CHECK YOUR UNDERSTANDING:
**1.** Please reproduce the stretch of the score-picking game text from "Given an array of scores, predict" through "between 1 and 2.", swapping "winner" for "victor".
**2.** Answer these about the score-picking game text:
(a) Which player wins the game?
(b) What input array does Example 1 use?
(c) What final score does player 1 get in Example 1?

TEXT BLOCK:
Given an array of scores that are non-negative integers. Player 1 picks one of the numbers from either end of the array followed by the player 2 and then player 1 and so on. Each time a player picks a number, that number will not be available for the next player. This continues until all the scores have been chosen. The player with the maximum score wins.
Given an array of scores, predict whether player 1 is the winner. You can assume each player plays to maximize his score.
Example 1:
Input: [1, 5, 2] Output: False Explanation: Initially, player 1 can choose between 1 and 2.
If he chooses 2 (or 1), then player 2 can choose from 1 (or 2) and 5. If player 2 chooses 5, then player 1 will be left with 1 (or 2).
So, final score of player 1 is 1 + 2 = 3, and player 2 is 5.
Hence, player 1 will never be the winner and you need to return False.

INFORMATION SHOWN:
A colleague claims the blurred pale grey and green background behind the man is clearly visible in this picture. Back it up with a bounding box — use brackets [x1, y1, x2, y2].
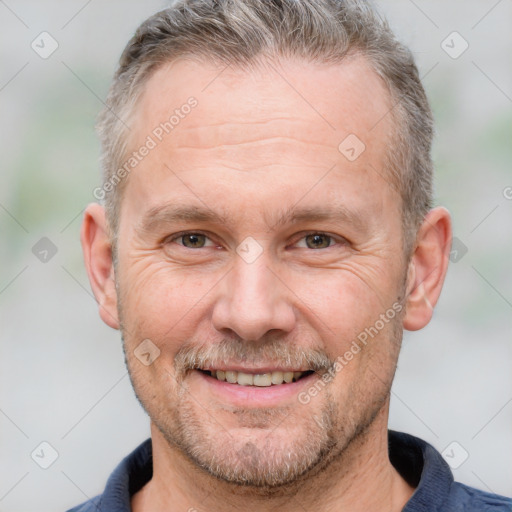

PROBLEM SOLUTIONS:
**1.**
Given an array of scores, predict whether player 1 is the victor. You can assume each player plays to maximize his score.
Example 1:
Input: [1, 5, 2] Output: False Explanation: Initially, player 1 can choose between 1 and 2.

**2.**
(a) The player with the maximum score.
(b) [1, 5, 2]
(c) 3 (1 + 2)